──────── Excerto ────────

Na sequência dos Ciclos de Sábado “Falando com quem faz”, organizados pela PIN - Pró Inclusão: Associação Nacional de Docentes de Educação Especial, decorreu, no passado sábado dia 2 de março, a segunda sessão com a temática “Medidas Educativas”.
O anfiteatro da Escola Básica S. Vicente, em Telheiras, ficou repleto com mais de cem docentes, pais e outros técnicos que aderiram à iniciativa. A dinamizar esta sessão esteve presente a Diretora de Serviços da Educação Especial e Apoios Educativos da Direção-Geral da Educação, Dr.ª Filomena Pereira.
No início da sessão foi enfatizado o percurso histórico do que o país tem feito face à inclusão, as medidas governamentais aplicadas desde os anos 60 até à legislação atual. Preconizando a educação especial como a recuperação e a integração do individuo pleno de direitos, foi apresentado como deverá ser feito esse processo de inclusão no acesso à escola de todos os indivíduos.
Foram abordadas as políticas recentes na organização da educação especial na escola, referindo-se que esta, tendo mais recursos do que utiliza, cabe-lhe as decisões na procura de recursos que sejam significativos para a mudança. Nesse sentido foi abordado o Decreto-Lei n.º 176/2012 não específico para a educação especial mas como forma de reconhecimento e identificação de direitos face a necessidades diferentes. Foi enfatizado o preâmbulo do decreto-lei 3/2008 e a importância duma operacionalização bem-sucedida no processo de inclusão.
Foi sobejamente valorizada a importância do conhecimento da legislação e o enquadramento de medidas com transparência e contextualização não esquecendo sempre os intervenientes no processo.

────────

Enunciado> Copie do texto sobre a sessão "Medidas Educativas", sem qualquer alteração, tudo o que vai desde "Foi sobejamente valorizada" até "intervenientes no processo.".

──────── Dados brutos ────────

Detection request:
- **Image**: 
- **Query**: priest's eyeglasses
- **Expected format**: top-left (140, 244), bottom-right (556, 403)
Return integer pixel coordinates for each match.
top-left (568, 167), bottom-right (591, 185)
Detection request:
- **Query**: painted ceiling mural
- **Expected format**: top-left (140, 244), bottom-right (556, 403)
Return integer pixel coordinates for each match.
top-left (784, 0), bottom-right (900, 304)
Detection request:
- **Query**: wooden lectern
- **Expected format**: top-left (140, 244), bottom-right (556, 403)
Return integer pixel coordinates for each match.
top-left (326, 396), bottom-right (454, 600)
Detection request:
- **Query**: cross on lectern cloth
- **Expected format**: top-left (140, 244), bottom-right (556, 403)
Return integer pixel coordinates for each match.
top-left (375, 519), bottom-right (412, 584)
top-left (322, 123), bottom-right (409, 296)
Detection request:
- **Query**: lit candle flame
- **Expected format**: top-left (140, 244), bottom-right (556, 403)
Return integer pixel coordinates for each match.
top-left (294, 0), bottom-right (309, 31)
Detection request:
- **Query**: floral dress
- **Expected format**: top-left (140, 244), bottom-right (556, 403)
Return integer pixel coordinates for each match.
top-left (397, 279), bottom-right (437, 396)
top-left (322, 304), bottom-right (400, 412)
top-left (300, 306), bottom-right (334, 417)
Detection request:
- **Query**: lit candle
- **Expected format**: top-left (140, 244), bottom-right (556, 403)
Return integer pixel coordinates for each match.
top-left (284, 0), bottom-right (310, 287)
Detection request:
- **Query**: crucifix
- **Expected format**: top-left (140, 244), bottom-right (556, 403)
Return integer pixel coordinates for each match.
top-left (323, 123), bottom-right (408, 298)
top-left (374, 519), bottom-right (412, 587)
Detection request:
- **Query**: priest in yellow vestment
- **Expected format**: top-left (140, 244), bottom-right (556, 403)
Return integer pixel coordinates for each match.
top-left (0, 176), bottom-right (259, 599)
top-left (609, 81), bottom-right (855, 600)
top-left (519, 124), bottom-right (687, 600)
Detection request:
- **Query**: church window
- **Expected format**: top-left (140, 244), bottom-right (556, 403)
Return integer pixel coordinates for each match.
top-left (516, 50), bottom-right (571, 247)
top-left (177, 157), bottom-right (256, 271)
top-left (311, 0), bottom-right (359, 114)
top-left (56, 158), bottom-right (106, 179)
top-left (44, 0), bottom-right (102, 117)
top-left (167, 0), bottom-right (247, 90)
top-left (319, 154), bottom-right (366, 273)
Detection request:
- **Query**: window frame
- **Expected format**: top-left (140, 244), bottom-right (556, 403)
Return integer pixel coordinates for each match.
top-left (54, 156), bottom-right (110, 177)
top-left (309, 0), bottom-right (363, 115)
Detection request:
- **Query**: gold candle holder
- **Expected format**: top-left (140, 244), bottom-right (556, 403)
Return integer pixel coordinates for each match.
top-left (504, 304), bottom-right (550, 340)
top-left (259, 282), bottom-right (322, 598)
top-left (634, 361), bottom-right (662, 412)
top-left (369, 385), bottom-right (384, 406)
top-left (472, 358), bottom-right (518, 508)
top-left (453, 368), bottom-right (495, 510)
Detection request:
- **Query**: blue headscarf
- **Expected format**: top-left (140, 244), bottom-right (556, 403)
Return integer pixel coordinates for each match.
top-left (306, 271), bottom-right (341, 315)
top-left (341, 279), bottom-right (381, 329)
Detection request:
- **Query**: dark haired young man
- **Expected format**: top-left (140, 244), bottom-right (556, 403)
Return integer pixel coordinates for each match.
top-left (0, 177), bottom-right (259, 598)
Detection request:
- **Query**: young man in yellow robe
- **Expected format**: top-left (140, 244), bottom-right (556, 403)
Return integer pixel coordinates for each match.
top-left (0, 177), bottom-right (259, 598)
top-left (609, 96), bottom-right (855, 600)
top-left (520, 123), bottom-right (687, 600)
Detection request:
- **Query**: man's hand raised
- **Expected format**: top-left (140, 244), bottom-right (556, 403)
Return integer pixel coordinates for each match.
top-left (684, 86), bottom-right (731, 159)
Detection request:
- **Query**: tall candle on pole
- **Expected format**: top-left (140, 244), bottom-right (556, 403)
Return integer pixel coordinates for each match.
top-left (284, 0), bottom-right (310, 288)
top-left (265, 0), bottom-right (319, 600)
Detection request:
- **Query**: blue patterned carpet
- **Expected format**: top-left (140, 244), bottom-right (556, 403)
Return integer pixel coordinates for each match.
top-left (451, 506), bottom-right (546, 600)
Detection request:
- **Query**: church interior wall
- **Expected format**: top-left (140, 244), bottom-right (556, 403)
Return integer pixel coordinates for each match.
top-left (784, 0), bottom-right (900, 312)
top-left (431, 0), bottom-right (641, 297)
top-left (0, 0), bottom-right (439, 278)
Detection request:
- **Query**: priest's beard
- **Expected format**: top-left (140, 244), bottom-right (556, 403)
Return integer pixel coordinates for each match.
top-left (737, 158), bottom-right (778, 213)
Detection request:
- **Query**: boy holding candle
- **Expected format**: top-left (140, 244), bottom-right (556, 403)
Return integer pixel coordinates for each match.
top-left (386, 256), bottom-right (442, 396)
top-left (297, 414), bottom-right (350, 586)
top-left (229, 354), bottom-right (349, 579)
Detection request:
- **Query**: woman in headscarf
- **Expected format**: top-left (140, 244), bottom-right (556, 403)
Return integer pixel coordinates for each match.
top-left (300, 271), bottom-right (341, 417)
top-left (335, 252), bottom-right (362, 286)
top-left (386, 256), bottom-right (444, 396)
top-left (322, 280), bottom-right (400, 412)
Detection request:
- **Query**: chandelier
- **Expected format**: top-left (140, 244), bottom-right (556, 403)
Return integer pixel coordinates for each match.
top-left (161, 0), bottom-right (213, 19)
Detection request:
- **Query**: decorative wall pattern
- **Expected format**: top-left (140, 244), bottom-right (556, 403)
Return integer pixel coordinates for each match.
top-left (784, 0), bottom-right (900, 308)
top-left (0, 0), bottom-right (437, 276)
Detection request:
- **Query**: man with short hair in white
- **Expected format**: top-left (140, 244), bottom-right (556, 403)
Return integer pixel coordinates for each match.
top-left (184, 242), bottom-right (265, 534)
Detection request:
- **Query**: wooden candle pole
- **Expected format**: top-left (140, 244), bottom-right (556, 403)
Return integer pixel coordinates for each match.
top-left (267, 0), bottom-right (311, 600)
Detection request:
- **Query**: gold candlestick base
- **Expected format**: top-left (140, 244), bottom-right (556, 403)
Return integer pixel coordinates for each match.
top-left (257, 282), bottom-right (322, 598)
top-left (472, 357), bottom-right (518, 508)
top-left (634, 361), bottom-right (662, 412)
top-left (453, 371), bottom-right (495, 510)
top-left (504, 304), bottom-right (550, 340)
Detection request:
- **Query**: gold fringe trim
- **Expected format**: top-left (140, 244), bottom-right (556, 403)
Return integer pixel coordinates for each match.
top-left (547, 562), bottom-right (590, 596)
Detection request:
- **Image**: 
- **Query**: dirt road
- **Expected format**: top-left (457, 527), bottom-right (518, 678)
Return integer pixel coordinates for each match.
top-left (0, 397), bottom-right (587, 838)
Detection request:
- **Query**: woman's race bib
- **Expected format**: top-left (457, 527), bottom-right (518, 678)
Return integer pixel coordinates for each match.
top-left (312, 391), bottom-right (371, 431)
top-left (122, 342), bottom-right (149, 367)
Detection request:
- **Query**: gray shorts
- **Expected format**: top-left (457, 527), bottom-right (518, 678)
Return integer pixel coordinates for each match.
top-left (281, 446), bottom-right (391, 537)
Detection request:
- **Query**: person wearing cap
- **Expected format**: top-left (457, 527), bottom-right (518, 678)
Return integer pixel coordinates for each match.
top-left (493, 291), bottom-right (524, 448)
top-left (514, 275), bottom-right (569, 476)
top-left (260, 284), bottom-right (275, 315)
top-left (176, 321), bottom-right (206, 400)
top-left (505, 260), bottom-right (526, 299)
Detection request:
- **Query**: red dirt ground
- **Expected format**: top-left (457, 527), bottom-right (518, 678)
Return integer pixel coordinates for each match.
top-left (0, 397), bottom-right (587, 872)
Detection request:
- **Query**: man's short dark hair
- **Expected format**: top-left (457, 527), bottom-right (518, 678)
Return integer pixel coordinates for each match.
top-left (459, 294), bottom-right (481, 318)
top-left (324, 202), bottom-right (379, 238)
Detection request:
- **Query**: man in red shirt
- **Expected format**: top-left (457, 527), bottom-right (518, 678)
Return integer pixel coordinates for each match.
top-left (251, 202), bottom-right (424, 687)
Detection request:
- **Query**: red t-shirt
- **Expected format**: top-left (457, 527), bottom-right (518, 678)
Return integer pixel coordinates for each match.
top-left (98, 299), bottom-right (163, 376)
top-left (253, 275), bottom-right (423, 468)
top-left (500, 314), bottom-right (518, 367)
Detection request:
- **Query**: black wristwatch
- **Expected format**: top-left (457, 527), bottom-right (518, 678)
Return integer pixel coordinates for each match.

────────

Resolução>
Foi sobejamente valorizada a importância do conhecimento da legislação e o enquadramento de medidas com transparência e contextualização não esquecendo sempre os intervenientes no processo.